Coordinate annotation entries
********************
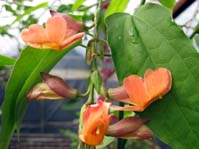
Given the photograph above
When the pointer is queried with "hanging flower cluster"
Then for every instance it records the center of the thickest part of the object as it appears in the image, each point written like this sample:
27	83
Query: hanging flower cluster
138	92
60	32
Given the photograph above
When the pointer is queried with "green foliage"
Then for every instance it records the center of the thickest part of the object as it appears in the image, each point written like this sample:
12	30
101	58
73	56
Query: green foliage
168	3
196	38
107	141
116	6
6	60
77	4
150	39
25	74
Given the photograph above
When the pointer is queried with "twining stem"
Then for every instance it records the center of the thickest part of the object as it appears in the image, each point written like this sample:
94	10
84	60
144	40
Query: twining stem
196	30
91	86
142	2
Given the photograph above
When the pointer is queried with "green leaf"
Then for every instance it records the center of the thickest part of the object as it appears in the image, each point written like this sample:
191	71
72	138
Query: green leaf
116	6
77	4
28	11
106	142
97	80
151	39
6	60
196	38
25	75
168	3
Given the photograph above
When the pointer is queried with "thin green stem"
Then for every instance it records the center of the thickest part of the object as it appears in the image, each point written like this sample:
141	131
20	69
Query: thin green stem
83	46
142	2
196	30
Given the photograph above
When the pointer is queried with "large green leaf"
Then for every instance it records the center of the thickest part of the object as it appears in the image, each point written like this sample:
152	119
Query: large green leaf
116	6
25	74
6	60
150	39
77	4
168	3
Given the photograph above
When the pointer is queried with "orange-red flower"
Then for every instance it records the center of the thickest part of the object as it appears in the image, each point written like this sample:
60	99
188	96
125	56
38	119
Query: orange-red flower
60	32
95	123
140	93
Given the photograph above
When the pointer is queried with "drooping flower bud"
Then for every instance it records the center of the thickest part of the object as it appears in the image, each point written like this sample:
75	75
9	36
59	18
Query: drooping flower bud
42	91
52	88
130	128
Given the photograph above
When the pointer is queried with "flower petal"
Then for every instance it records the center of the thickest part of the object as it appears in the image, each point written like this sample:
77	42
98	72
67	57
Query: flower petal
136	90
127	108
56	28
35	34
158	82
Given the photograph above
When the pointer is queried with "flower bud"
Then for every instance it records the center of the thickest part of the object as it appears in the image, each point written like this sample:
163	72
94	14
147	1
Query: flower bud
130	128
53	88
42	91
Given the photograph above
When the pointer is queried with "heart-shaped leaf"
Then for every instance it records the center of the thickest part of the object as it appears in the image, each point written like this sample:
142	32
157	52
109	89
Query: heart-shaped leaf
150	39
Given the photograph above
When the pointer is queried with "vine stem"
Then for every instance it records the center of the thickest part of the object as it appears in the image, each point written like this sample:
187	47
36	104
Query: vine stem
142	2
91	87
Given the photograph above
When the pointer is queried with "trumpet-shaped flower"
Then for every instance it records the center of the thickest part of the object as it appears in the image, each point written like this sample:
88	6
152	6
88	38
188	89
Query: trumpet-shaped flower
61	31
140	93
95	123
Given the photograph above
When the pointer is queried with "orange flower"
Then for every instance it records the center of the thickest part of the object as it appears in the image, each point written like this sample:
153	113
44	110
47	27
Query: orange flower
142	92
61	31
95	123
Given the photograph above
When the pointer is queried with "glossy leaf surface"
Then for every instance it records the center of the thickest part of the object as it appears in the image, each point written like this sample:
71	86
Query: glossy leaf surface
6	60
168	3
116	6
150	39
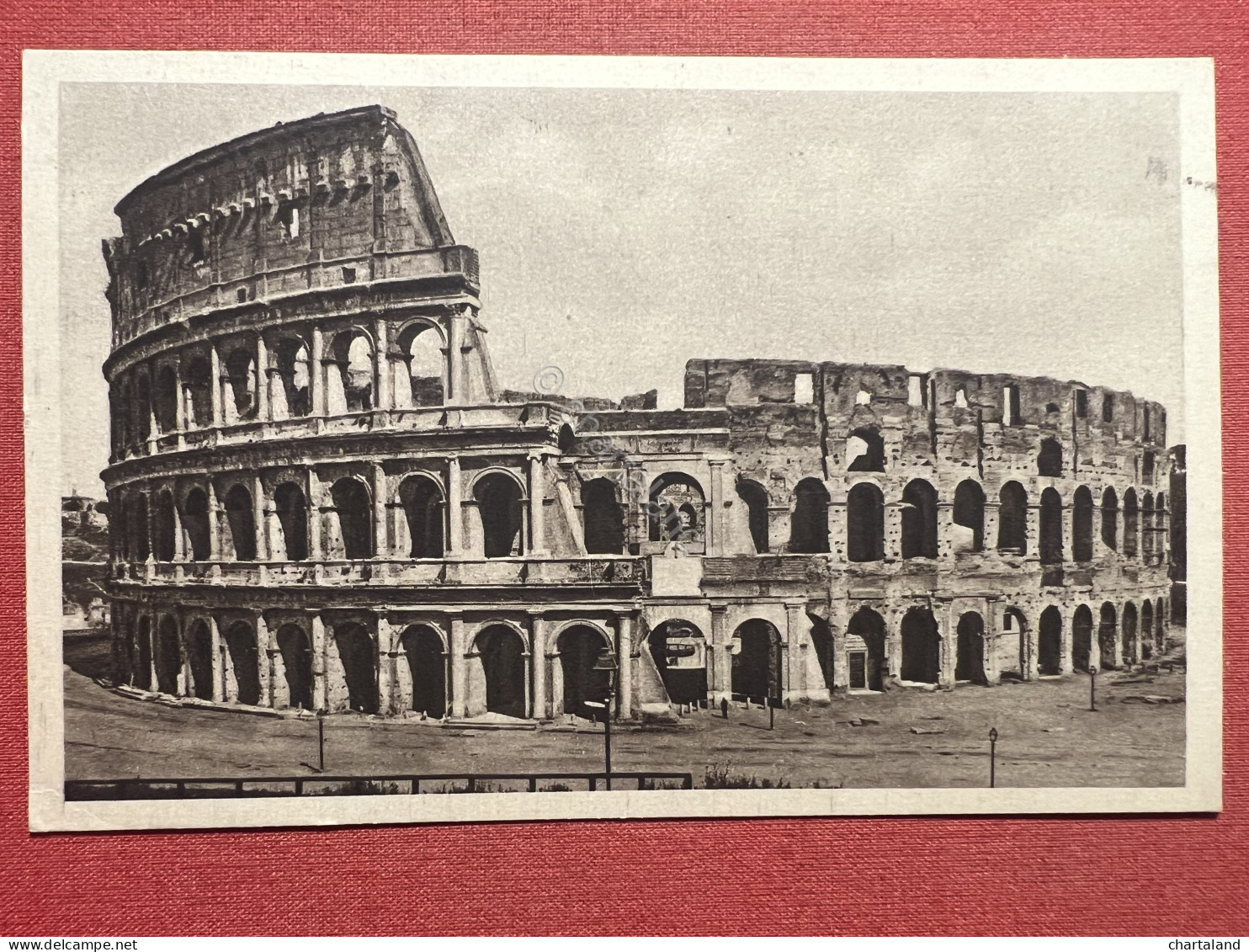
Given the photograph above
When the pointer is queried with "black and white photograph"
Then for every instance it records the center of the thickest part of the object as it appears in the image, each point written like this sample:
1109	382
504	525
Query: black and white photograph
619	438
********************
Restate the data above word for word. Skip every picture.

**Worked solution:**
Given the photograph above
When the pointer is queried with "hanging flower cluster"
Then for every instance it records the center of the thickest part of the object as it appears in the image, each point written like this sample:
27	83
Query: hanging flower cluster
138	92
60	32
Given the photograph above
When the pointer is queried with "green foliage"
Then for every instance it records the center of the thickest part of the object as it appears in the image, each point written like this sample:
12	30
101	58
73	56
Query: green foliage
168	3
196	38
107	141
116	6
6	60
77	4
150	39
25	74
Given the photograph above
When the pointer is queried with "twining stem"
Then for every instance it records the center of the thickest part of the object as it appears in the image, each point written like this sample:
94	10
84	60
144	40
Query: twining stem
196	30
91	86
142	2
Given the photograph above
When the pointer is queried with "green leaf"
Then for every instance it records the center of the thickest part of the object as it appears in the image, each point written like this sample:
191	71
72	138
Query: green leaf
116	6
77	4
28	11
106	142
97	80
151	39
6	60
196	38
25	75
168	3
Given the photograph above
When the pointer is queried with "thin green stem"
Then for every instance it records the center of the thickest part of the object as it appears in the image, each point written like this sample:
141	131
20	69
Query: thin green stem
83	46
142	2
196	30
Given the photograph above
When the pointer is queried with "large green leaf"
Then for every instance it records the center of the thickest part of the object as it appears in the image, each point written like this sample:
152	119
Query: large green leaf
116	6
25	74
6	60
150	39
77	4
168	3
Given the photograph above
When the pointer is queried with "orange-red flower"
Then for every instance it records the center of the thickest part of the object as it appears in the image, each point written like this sample:
60	99
188	96
125	56
38	119
Query: orange-red flower
60	32
95	123
140	93
Given the photograph above
When the pointer is queried with "drooping flower bud"
Then for every instance it records the center of the thickest part of the object as it appears in the image, each point written like this sample:
75	75
9	36
59	18
Query: drooping flower bud
42	91
52	88
130	128
Given the photograph above
When the pointer is queried with "flower petal"
Then for every instance it records the center of the thickest part of the object as it appears in the image, each point written like this sample:
77	42
98	72
67	57
Query: flower petal
136	90
127	108
56	28
35	34
158	82
Given the photograph above
When the pointer is queried with "flower bud"
Then for every instance it records the center of the thickest part of the object as it appears in the image, each point written like this sample:
163	72
94	14
147	1
Query: flower bud
130	128
53	88
42	91
Given the photograph above
When the pointer is queried with "heart-shaped leaf"
Then for every instance it records the center of the thickest part of the object as it appears in the image, each point written like this sample:
142	32
157	52
109	89
Query: heart-shaped leaf
150	39
Given the photograph above
When the pointer is queried with "vine stem"
Then for every instance it records the center of the thickest part of the object as it appears in the image, each point written like this sample:
187	47
36	104
Query: vine stem
142	2
91	87
Given the photograph above
When the pointer is queried with "trumpet-shaped flower"
Then for every instance it records the center of the thickest part of the object as it appears in the image, each point written like this sample:
88	6
152	6
88	38
188	89
Query: trumpet-shaped flower
61	31
140	93
95	123
Given the photograph above
When the pointer is queried with "orange flower"
Then for every instance it records the center of the thickest part of the object as it appears in the image, each point written like this sample:
153	113
44	110
47	27
Query: orange flower
142	92
61	31
95	123
Given the photograph above
When the pointer is queried with "glossy leaf surface"
Then for every instance it records the center of the thickest part of the object as it appears in the image, each point written like this sample:
71	86
Query: glossy leaf surface
6	60
168	3
116	6
150	39
Given the photograph above
When the pointer is queried with "black and white photograph"
Then for every instance it records the center of the thickest part of the object as it appears in the image, each point written like this sample:
1109	382
504	525
Query: black and white photograph
619	438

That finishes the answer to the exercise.